The simple way to do this would seem to require a wave
of recursive loading, just to check value-type bits.  We try
to avoid that sort of thing.  (It's why the verifier is so weak.)
If we adopted your proposal, we'd probably want to do a
feature like class loader constraints, where classes that
claim X is a value register that claim, and when X eventually
loads it fails if the prediction was false.

(This is one big reason I don't want to adopt your proposal,
but rather sneak around it.  I think method signatures mention
too many types to load them all, and I don't want to manage
constraints either.)

Note that the issue of constraints does not appear with field
descriptors, because mentioning a value field *does* require
an immediate load of the field's class, and the constraint is
checked immediately when the class loader is calculating
the memory layout of the new class.

>  - when creating the object layout of a class, field of a type listed in ValueType may be flattened

That can be handled by an ACC_VALUE bit on the field.

>  - when creating an array of a type listed in ValueType may be flattened.

That can be handled by querying the metadata of the array
component type.   Loading an array type always forces a
load of its component type.

>  - when calling a method or accessing a field, after resolution, the interpreter may do adaptation in order to buffer (value type -> ref) or nullcheck (ref -> value type).   

Yes, *that* is the key trick.  This allows out-of-date clients to
use nulls freely.  The resulting NPEs are an artifact of the
client's need to recompile, just as CCEs are an artifact of
generic code that needs recompilation.  They are just as
rare and only-in-principle annoying.

I'm sure we haven't exhausted the list of places where in
L-world we still want to reach for Q-descriptors, but I think
we *can* drive that list down to the empty list, without
a ValueTypes table and/or special descriptors.

— John

◇ ◇ ◇ ◇

Reproduce the part of the message from "I'm sure we" up to and including "and/or special descriptors.". Rely only on the message above.

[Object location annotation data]
◇ ◇ ◇ ◇

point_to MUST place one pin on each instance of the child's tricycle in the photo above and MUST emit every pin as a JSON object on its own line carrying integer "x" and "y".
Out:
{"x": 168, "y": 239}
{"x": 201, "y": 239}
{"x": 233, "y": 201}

◇ ◇ ◇ ◇

TASK ANSWER:
I'm sure we haven't exhausted the list of places where in
L-world we still want to reach for Q-descriptors, but I think
we *can* drive that list down to the empty list, without
a ValueTypes table and/or special descriptors.